▶ [Written problem] Starting from the line containing "Expected: one point per instance of the rear wheel, reported", write out every remaining line exactly, the last one included.

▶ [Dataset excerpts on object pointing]

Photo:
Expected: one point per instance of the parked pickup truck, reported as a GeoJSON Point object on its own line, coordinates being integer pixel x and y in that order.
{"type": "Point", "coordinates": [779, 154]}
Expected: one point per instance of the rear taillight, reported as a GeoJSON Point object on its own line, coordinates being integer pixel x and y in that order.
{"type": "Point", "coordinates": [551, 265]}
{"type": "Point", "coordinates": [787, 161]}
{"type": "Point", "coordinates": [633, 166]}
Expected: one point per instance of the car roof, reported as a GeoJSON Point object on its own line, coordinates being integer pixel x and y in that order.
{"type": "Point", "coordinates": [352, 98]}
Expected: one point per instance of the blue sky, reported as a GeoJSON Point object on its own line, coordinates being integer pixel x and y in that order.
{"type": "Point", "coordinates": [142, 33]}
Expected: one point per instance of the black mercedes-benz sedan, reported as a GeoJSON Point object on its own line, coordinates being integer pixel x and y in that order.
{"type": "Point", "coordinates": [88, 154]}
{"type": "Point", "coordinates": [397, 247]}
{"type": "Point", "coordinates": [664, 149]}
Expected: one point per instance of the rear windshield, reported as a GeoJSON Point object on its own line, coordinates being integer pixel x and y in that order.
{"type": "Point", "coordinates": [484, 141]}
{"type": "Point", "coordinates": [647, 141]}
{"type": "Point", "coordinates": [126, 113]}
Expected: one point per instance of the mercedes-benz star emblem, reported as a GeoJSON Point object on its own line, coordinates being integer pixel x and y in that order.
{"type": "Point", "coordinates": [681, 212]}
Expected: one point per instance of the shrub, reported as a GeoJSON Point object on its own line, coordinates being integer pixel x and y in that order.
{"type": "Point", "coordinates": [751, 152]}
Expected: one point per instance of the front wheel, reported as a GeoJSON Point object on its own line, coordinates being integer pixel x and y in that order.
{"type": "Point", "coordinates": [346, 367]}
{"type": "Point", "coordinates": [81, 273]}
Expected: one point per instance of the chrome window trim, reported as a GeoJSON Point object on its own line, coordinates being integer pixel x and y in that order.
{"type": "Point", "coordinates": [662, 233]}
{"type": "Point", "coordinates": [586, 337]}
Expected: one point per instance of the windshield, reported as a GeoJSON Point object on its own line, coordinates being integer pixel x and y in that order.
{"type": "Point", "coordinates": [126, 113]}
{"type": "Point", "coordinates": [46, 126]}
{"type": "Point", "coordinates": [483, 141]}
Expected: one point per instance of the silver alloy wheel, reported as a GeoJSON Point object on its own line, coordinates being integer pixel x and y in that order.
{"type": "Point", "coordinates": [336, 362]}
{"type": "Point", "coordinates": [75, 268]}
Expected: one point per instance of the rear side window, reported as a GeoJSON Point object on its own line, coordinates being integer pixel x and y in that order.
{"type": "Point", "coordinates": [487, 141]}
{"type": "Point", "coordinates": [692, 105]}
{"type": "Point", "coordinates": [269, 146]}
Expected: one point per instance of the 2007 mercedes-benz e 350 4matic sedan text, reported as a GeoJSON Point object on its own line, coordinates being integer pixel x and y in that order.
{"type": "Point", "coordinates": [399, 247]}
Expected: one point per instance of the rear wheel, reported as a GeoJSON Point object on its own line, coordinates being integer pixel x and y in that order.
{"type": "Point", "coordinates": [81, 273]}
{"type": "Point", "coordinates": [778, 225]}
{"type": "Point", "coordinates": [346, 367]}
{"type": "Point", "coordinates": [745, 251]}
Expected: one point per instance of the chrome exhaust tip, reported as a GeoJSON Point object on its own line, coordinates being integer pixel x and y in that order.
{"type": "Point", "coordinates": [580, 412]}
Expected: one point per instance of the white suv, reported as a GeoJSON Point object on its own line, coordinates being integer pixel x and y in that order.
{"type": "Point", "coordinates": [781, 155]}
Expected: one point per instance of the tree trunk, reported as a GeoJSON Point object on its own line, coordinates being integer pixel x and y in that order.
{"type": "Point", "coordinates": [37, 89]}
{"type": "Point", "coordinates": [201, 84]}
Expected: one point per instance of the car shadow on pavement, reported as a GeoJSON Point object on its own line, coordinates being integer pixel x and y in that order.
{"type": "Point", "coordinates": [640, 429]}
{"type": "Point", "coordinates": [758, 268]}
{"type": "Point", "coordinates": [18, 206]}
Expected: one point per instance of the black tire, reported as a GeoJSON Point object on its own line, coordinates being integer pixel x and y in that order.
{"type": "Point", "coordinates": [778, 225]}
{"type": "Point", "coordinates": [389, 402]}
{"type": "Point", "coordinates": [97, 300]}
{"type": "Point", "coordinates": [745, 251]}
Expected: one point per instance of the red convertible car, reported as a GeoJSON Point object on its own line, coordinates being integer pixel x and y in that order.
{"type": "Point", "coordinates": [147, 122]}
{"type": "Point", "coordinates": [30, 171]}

▶ [Answer for this exercise]
Expected: one point per instance of the rear wheel, reported as a GeoJSON Point object on its own line, coordinates being integer pixel x and y in that order.
{"type": "Point", "coordinates": [81, 273]}
{"type": "Point", "coordinates": [778, 225]}
{"type": "Point", "coordinates": [346, 367]}
{"type": "Point", "coordinates": [745, 251]}
Expected: one point per instance of the chrome exhaust tip, reported as a GeoJSON Point object on its own line, coordinates being integer pixel x and y in that order.
{"type": "Point", "coordinates": [580, 412]}
Expected: one point per instance of the white suv, reported as a GeoJSON Point object on its own line, coordinates being integer pixel x and y in that order.
{"type": "Point", "coordinates": [781, 155]}
Expected: one point per instance of the tree trunk, reported as a GeoJSON Point object on its own line, coordinates being integer pixel x and y in that order.
{"type": "Point", "coordinates": [37, 89]}
{"type": "Point", "coordinates": [201, 84]}
Expected: one point per instance of the car shadow on pavement, reported as a GeoJSON Point object on its own line, coordinates being integer pixel x and y in that order.
{"type": "Point", "coordinates": [640, 429]}
{"type": "Point", "coordinates": [758, 268]}
{"type": "Point", "coordinates": [18, 206]}
Expected: one point per instance of the black tire, reported as a GeoJSON Point object on its own line, coordinates being integer pixel x and y in that order.
{"type": "Point", "coordinates": [778, 225]}
{"type": "Point", "coordinates": [389, 402]}
{"type": "Point", "coordinates": [97, 300]}
{"type": "Point", "coordinates": [745, 251]}
Expected: one point per instance of the red convertible car, reported as a GeoJSON Point object on its own line, coordinates being integer pixel x and y in that order.
{"type": "Point", "coordinates": [147, 122]}
{"type": "Point", "coordinates": [30, 171]}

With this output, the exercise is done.